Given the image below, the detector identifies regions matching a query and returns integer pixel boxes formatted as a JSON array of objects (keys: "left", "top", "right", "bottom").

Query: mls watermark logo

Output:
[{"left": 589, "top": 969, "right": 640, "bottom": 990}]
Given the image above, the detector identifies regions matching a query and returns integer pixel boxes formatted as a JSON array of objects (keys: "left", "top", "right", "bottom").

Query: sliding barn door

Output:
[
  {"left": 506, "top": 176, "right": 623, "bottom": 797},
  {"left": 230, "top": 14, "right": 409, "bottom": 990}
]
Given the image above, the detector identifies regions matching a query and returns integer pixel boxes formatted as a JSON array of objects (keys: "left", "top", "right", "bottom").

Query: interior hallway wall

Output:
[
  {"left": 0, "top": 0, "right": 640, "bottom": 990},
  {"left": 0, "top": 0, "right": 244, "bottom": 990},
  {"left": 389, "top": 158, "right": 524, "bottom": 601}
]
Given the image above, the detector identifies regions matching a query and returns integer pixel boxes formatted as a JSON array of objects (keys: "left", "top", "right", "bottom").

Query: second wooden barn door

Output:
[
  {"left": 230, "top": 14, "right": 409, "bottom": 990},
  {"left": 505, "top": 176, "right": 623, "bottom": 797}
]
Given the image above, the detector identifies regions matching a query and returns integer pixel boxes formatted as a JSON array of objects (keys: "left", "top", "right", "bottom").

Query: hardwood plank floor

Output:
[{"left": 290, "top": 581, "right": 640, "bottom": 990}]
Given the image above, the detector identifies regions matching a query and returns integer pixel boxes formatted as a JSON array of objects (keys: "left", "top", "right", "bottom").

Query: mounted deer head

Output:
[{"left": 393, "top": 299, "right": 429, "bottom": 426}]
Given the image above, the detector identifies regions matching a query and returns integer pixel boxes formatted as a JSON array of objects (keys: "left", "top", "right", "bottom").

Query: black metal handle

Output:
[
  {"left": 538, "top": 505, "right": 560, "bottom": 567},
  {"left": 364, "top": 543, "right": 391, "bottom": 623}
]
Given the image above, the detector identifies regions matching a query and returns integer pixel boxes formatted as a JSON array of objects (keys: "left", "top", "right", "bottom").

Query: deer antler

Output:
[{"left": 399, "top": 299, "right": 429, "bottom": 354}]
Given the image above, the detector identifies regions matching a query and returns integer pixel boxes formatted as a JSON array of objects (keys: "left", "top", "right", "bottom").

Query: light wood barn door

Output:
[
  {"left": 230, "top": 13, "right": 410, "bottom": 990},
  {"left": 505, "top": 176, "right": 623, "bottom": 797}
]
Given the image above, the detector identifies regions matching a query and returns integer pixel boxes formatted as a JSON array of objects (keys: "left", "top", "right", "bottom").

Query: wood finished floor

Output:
※ ※ ※
Please locate each line in the entries above that contains the word "barn" and copy those lines. Case matters.

Query: sliding barn door
Query: second wooden barn door
Query: light wood barn door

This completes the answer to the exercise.